● 取り組む問題
(1) 広島で投げた投手の文章から、「昨年までの広島での11年間で」から「いう気持ちがずっとあるので」」までを引用してください。
(2) 広島で投げた投手の文章を読んで、次の質問に答えてください。
(a) 広島での11年間で積み重ねた勝ち星はいくつですか。
(b) 最多勝利投手に輝いたのは何年ですか。
(c) 今季はどんなフォームで開幕を迎えましたか。
(3) 広島で投げた投手の文章を、最後の文の後から書き進めてください。

● 課題文
* * *

昨年までの広島での11年間で71勝を積み重ね、2021年には13勝を挙げ最多勝利投手にも輝いた実績の持ち主だが、変わること、変えることを恐れない。
今季は「ここまで入念にやるのは初めて」というワインドアップで開幕を迎えたが、その後もよりよいフォームを求め変化し続けてきた。
「まだ全然、自分のレベルは低いと思うので、いいピッチャーになるために、しっかり練習して、いろんなことを試行錯誤しています。日々勉強というか、もっと上手くなりたいという思いでいろいろ取り組んでいます。それがなくなってしまったら、もうそれ以上はないと思いますし、やっぱり野球をやっている以上、野球が好きだし、もっと上手くなりたいという気持ちがずっとあるので」

* * *

● 提供データ
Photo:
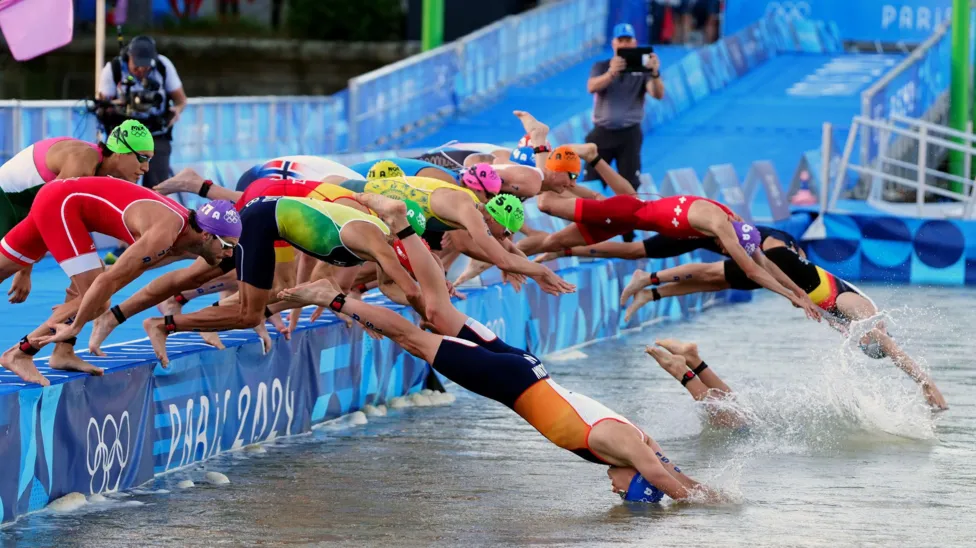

* * *

● 解答
(1)
昨年までの広島での11年間で71勝を積み重ね、2021年には13勝を挙げ最多勝利投手にも輝いた実績の持ち主だが、変わること、変えることを恐れない。
今季は「ここまで入念にやるのは初めて」というワインドアップで開幕を迎えたが、その後もよりよいフォームを求め変化し続けてきた。
「まだ全然、自分のレベルは低いと思うので、いいピッチャーになるために、しっかり練習して、いろんなことを試行錯誤しています。日々勉強というか、もっと上手くなりたいという思いでいろいろ取り組んでいます。それがなくなってしまったら、もうそれ以上はないと思いますし、やっぱり野球をやっている以上、野球が好きだし、もっと上手くなりたいという気持ちがずっとあるので」

(2)
(a) 71勝
(b) 2021年
(c) ワインドアップ

(3)
際立つ骨太なベテランの存在感
理想形やゴールは定めていない。
「『もっとこうなりたい』というのはありますけど、そこになったところで、たぶんまた『次はこうなりたい』と、どんどんいろんなものが見えてくると思う。だから、ゴールは決まっていないですし、決まらないと思います、ずっと」
変化を求めながらも、九里の中心を貫く太い芯は揺らがない。骨太なベテランの存在が、チームにどんな影響を与えていくのか楽しみだ。